- **PROVIDED RECORDS**:

::::::::

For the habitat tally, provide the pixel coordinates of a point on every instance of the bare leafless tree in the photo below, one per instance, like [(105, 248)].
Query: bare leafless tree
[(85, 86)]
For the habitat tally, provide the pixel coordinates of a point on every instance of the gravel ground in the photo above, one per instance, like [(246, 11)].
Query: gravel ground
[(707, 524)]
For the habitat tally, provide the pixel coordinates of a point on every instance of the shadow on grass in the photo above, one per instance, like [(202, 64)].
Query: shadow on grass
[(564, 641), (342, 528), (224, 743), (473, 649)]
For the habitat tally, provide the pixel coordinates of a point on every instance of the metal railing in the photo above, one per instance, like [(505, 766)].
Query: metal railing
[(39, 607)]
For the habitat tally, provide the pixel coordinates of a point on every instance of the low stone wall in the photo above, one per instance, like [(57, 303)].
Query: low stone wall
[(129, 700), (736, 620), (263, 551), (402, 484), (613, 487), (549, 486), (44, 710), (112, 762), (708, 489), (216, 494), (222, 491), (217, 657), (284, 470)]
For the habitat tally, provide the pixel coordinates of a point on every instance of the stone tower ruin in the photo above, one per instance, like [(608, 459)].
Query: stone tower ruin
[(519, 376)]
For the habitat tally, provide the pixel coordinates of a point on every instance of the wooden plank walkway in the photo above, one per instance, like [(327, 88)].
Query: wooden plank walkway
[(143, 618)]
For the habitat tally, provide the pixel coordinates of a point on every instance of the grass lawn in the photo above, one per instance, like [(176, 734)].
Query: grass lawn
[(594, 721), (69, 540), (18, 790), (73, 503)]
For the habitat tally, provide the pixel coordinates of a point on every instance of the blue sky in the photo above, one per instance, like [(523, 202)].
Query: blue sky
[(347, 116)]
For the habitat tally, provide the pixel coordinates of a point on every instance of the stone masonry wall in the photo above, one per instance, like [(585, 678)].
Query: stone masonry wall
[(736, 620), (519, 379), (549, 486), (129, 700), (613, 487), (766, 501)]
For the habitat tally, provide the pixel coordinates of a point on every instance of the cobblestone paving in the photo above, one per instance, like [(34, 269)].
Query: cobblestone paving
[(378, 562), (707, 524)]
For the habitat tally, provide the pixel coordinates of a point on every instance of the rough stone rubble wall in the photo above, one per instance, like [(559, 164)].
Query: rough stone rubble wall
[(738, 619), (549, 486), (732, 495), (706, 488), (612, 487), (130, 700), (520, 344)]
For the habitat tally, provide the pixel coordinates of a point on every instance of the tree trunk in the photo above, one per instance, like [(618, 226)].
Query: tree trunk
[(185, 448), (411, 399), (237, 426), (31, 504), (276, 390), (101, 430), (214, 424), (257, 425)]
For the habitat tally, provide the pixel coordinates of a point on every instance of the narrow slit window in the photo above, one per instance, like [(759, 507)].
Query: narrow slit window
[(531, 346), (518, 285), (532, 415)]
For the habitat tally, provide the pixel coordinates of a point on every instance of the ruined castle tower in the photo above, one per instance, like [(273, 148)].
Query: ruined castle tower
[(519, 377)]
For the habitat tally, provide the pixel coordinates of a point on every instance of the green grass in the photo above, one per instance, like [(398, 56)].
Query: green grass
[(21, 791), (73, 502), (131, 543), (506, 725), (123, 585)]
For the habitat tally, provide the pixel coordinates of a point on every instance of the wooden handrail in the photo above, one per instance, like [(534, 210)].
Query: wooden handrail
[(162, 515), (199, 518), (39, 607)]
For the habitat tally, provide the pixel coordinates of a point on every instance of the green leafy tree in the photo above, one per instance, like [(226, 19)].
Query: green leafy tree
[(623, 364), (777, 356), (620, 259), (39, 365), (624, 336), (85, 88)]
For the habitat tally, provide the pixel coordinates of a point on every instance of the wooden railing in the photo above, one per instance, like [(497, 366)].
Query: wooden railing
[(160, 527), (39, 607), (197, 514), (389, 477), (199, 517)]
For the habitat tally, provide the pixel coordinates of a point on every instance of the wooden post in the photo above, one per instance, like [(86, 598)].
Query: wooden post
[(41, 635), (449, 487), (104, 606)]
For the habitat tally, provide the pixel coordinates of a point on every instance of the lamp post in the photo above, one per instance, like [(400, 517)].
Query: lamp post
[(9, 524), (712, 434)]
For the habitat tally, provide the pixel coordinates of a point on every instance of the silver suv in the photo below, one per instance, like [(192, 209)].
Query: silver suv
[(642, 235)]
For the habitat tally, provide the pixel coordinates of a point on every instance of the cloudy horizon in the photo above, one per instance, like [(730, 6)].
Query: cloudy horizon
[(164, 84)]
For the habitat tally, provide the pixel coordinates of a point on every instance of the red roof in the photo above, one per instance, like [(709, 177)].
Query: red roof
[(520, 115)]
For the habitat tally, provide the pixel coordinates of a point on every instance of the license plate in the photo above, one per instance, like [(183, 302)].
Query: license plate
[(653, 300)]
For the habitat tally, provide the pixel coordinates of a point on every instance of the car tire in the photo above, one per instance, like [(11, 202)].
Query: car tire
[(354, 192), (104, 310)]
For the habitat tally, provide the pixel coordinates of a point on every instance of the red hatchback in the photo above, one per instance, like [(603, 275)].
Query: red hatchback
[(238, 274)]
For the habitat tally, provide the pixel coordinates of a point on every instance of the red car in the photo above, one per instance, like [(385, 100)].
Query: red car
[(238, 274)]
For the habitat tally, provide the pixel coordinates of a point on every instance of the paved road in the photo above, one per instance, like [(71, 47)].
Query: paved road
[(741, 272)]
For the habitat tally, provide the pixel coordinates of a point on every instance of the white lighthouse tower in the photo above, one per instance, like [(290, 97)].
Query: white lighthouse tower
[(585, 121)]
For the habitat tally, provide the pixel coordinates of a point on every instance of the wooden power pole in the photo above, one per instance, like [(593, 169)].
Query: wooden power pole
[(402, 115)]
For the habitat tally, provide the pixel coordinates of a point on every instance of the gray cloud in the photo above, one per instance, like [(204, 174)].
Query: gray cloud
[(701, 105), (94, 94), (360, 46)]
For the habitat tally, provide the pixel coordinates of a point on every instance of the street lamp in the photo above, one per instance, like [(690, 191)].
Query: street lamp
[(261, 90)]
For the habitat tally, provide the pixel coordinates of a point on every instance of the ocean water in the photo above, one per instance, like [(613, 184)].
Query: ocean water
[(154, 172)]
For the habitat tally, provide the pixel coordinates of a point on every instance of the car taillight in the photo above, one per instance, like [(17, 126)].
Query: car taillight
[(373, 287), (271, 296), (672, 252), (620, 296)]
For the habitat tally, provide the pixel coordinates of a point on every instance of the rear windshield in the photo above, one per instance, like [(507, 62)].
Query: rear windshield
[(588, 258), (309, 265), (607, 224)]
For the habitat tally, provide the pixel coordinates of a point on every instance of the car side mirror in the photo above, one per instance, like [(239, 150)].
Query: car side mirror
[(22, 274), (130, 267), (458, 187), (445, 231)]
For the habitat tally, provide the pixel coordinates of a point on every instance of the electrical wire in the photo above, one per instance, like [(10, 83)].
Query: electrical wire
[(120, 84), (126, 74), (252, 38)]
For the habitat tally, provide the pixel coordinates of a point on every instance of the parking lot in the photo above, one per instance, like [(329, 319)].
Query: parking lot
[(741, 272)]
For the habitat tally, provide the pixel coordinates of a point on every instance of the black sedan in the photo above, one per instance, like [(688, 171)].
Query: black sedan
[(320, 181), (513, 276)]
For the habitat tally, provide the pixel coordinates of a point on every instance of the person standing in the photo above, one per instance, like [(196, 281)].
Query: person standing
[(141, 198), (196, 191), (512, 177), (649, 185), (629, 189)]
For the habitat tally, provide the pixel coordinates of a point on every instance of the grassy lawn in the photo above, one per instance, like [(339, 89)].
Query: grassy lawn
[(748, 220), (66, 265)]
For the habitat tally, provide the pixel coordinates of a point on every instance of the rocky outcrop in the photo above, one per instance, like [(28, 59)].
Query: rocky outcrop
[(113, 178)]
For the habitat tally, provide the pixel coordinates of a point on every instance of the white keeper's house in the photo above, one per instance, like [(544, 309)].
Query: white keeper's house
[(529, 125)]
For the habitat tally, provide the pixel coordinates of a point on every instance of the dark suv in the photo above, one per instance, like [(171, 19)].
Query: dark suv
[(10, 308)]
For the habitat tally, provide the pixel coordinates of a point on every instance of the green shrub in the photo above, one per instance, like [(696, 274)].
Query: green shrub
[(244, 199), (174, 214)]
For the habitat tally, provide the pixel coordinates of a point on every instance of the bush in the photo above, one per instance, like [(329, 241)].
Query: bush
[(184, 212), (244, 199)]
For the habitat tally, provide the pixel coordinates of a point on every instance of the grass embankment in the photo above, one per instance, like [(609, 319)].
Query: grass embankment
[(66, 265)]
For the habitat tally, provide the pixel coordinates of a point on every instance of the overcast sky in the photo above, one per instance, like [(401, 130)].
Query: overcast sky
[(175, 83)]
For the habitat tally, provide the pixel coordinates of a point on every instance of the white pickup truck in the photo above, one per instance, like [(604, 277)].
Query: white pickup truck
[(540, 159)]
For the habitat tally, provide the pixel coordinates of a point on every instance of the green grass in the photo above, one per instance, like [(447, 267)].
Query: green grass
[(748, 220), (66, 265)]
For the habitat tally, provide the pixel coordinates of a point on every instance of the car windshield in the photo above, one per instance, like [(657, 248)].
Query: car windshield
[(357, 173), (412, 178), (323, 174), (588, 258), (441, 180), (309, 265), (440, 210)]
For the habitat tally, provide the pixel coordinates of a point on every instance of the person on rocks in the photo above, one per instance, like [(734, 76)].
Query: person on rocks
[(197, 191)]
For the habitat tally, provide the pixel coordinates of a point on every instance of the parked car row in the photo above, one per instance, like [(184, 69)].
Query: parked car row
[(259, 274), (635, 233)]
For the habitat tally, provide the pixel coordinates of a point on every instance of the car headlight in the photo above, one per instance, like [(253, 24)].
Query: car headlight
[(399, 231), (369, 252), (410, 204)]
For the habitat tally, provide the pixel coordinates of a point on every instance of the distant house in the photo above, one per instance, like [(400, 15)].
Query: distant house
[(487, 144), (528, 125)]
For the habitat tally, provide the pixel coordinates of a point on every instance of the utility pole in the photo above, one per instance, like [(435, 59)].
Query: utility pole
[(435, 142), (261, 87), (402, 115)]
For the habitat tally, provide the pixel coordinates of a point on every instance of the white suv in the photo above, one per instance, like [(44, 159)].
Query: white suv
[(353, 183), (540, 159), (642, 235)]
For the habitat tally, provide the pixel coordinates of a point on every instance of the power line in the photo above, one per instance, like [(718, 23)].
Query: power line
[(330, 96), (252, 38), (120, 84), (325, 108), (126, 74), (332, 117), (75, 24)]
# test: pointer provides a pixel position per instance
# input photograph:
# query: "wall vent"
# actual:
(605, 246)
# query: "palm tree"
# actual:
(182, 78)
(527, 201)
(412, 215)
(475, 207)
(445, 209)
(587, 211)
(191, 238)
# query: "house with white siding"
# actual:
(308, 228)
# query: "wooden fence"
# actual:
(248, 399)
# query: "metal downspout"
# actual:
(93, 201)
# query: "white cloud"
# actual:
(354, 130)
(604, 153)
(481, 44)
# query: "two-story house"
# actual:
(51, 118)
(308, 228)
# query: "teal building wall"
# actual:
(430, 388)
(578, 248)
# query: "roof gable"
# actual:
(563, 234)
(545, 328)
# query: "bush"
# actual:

::::::::

- **WORK INSTRUCTIONS**: Show the lines of the records that include the string "below".

- **RESULT OF THE TASK**:
For the habitat tally, provide the pixel coordinates of a point on every instance of the bare leafless tree in the photo below, one per instance, like [(105, 248)].
For the habitat tally, provide the pixel coordinates of a point on every instance of the silver suv in the photo below, one per instance, like [(192, 209)].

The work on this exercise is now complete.